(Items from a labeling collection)
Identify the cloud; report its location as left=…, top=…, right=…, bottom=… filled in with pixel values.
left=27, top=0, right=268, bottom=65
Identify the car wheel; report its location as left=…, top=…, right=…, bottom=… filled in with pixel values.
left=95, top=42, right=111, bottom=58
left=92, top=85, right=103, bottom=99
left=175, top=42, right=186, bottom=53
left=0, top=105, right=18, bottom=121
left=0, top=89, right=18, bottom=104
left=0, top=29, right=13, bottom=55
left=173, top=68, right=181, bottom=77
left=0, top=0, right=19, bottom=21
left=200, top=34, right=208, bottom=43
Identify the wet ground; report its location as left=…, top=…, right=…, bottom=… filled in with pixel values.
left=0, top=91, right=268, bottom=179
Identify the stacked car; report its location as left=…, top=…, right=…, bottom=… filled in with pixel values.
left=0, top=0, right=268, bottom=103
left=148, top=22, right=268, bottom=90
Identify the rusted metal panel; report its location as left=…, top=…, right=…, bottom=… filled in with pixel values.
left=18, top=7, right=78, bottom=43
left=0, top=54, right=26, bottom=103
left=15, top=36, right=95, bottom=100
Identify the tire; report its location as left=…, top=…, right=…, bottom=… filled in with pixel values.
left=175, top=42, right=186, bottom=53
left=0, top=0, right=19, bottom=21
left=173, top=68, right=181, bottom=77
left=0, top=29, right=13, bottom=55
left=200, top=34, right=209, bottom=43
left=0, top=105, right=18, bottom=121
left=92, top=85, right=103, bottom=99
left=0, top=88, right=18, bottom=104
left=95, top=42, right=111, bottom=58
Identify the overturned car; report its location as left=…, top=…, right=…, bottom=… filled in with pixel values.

...

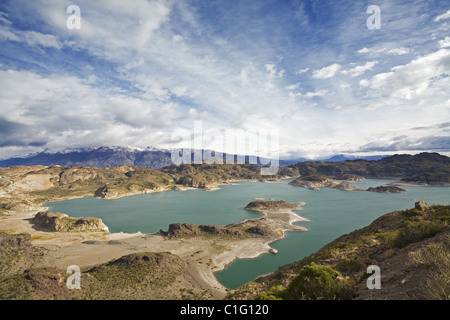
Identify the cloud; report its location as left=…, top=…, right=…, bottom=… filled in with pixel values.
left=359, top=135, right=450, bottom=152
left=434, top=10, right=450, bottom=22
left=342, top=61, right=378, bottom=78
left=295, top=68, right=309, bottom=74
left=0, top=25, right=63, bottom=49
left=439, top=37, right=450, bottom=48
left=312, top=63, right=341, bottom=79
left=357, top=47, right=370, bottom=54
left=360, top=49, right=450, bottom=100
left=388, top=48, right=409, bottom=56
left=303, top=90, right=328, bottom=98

STATED EXERCISE:
Extract verbatim the portion of the data above that begins with the line containing "Identify the wet" and ends with the line containing "left=148, top=22, right=268, bottom=90", including both of those lines.

EXERCISE SOLUTION:
Identify the wet ground; report its location as left=…, top=…, right=…, bottom=… filled in with pixel values.
left=0, top=91, right=268, bottom=179
Identify the stacked car; report its location as left=…, top=…, right=…, bottom=… filled in with pixel values.
left=0, top=0, right=268, bottom=103
left=148, top=22, right=268, bottom=90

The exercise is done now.